* [What you should do]
Copy the items below word for word, starting at the line with "Indicate the fire truck ladder" and continuing up to and including the line with "[(368, 283), (309, 283)]".

═════ Supplied material ═════

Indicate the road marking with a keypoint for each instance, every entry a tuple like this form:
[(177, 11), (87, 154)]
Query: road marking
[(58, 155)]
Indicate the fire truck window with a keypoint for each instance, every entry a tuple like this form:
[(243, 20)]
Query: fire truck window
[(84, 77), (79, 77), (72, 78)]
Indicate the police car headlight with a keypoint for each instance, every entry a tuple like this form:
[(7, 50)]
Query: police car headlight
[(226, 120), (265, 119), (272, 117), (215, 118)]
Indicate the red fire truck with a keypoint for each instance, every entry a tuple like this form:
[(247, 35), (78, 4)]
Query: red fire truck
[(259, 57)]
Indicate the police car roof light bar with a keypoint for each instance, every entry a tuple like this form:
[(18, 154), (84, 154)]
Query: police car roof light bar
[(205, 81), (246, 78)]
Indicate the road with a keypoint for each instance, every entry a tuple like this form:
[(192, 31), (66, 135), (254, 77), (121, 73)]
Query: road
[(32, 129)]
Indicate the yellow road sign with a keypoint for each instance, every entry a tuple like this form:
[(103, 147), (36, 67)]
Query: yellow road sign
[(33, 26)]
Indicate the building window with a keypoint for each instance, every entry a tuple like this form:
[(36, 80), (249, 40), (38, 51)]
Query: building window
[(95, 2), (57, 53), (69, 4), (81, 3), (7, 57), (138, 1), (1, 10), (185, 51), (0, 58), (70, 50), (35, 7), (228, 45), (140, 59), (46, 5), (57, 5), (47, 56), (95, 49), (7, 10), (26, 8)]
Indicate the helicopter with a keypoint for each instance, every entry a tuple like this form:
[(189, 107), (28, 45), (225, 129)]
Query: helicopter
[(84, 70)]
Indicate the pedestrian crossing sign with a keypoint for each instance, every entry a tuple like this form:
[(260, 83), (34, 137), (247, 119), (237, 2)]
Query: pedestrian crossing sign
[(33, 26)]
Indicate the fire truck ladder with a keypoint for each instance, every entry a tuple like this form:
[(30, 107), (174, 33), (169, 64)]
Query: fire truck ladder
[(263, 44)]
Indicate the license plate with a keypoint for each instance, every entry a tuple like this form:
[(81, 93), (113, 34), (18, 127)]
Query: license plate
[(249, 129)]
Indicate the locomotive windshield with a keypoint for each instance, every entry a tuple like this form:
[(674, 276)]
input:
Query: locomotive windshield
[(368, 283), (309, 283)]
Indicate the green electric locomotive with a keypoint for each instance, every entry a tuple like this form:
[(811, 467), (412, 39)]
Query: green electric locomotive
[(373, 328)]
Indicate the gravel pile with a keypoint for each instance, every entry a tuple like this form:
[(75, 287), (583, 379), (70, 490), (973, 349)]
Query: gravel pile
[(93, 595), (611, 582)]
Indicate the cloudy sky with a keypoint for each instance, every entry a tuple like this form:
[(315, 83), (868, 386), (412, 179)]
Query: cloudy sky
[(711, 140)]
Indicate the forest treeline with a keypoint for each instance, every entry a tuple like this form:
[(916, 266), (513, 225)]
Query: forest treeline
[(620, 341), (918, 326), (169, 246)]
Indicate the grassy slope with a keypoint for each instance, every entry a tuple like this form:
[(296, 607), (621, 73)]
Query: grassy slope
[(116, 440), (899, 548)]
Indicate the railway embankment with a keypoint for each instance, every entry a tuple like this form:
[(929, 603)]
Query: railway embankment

═════

* [Result of this exercise]
Indicate the fire truck ladder with a keypoint for each instance, every entry a tuple like this form:
[(30, 107), (174, 33), (169, 64)]
Query: fire truck ladder
[(263, 44)]
Indicate the license plate with a keypoint for each instance, every entry a tuple like this form:
[(81, 93), (113, 34), (18, 127)]
Query: license plate
[(249, 129)]
Indicate the locomotive windshield with a keypoint for each instance, every entry a tuple like this form:
[(674, 276)]
input:
Query: locomotive windshield
[(368, 283), (309, 283)]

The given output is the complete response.